_Text excerpt_
= = = =
Army Pfc. Glendon Oakley. (U.S. Army)

A Fort Bliss soldier who helped children to safety at a Texas mall after a gunman opened fire at a nearby Walmart said he was just doing what he’d been trained to do.

Pfc. Glendon Oakley, of Killeen, Texas, has been hailed in the media as a hero, but in a tearful interview on Sunday he called for the focus to be on the families who lost loved ones in the shooting on Saturday near El Paso’s Cielo Vista Mall. Twenty people died and dozens were injured.

“I’m looked at as a hero for it, but that wasn’t the reason for me,” the 22-year-old 1st Armored Division soldier told reporters, before he was overcome with emotion. “The spotlight should not be on me.”

A day earlier, in an interview with El Paso’s KTSM 9 News that aired on CNN and other national outlets, Oakley described how, as he was walking to Foot Locker in the mall, he heard the sound of gunfire. He drew his handgun, which he said he’s licensed to carry, and took cover inside the shoe store where employees closed the security gate.

When a group of people in the Foot Locker lifted the gate and made a dash to the mall’s exit, he went with them, he said, and that’s when he saw a “whole bunch of kids” running around without their parents. He helped as many as he could carry, taking them outside the mall, where police were located.

“I did that because that’s what I was trained to do,” he told reporters on Sunday. “That is what the military has taught me to do and that’s why I’m thankful to be in the military.”

It’s also what he would want someone to do if he was a father who was separated from his children in a situation like that, he said. He also thanked his noncommissioned officers and for his training and for instilling in him the duty to protect people. “That’s exactly what I rose my hand up for” when he enlisted, Oakley said.

He also offered advice to others in a similar situation: “Don’t be scared to put others before yourself.”

Oakley’s father, mother and older sister all served in the Army, reported the website Task & Purpose, which interviewed him. His father retired as a sergeant major after 31 years in 2011; his mother retired after 20 years as a master sergeant about a decade earlier.

An automated logistics specialist assigned to the 504th Composite Supply Company, 142nd Combat Support Sustainment Battalion, 1st Armored Division Sustainment Brigade, Oakley joined the Army in 2017 and deployed to Kuwait the following year, returning to Texas earlier this year, the website reported.

Other servicemembers from nearby Fort Bliss also assisted in the aftermath of the event. Austin Johnson, an Army medic, volunteered to help at the shopping center and later at a school serving as a reunification center, The Associated Press reported.

The shooting over the weekend was the worst experience of his life, Oakley told reporters on Sunday, declining to go into detail about the event again and saying some of his earlier statements to the media were being twisted. He didn’t get any sleep the night before and wanted to stop having flashbacks to the event, he said.

“I don’t want to think about what happened because it was tragic,” he said. “I just want to forget about it all.”
= = = =
_Directions for this task_
Retype the Fort Bliss soldier article word for word, everything from "It’s also what" down to "enlisted, Oakley said.".

_Listed records_
= = = =
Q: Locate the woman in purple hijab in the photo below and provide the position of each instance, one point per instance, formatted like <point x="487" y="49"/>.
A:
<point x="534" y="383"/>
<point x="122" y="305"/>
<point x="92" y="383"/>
= = = =
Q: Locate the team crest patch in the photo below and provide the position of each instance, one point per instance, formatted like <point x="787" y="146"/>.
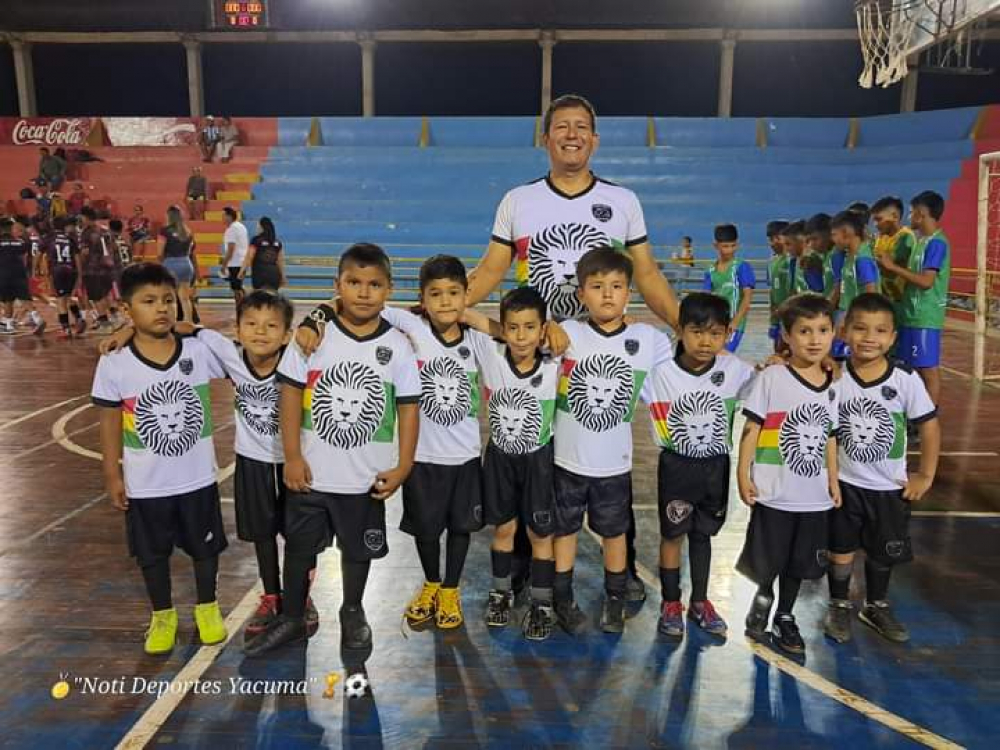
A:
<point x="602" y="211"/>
= = = =
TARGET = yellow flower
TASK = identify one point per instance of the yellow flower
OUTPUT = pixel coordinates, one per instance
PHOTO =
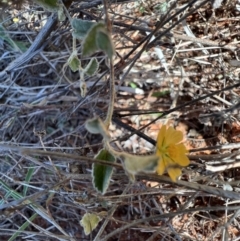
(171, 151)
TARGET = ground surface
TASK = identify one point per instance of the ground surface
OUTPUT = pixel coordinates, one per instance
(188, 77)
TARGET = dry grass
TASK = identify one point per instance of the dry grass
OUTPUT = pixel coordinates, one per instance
= = = =
_Exercise answer_
It’s also what he would want someone to do if he was a father who was separated from his children in a situation like that, he said. He also thanked his noncommissioned officers and for his training and for instilling in him the duty to protect people. “That’s exactly what I rose my hand up for” when he enlisted, Oakley said.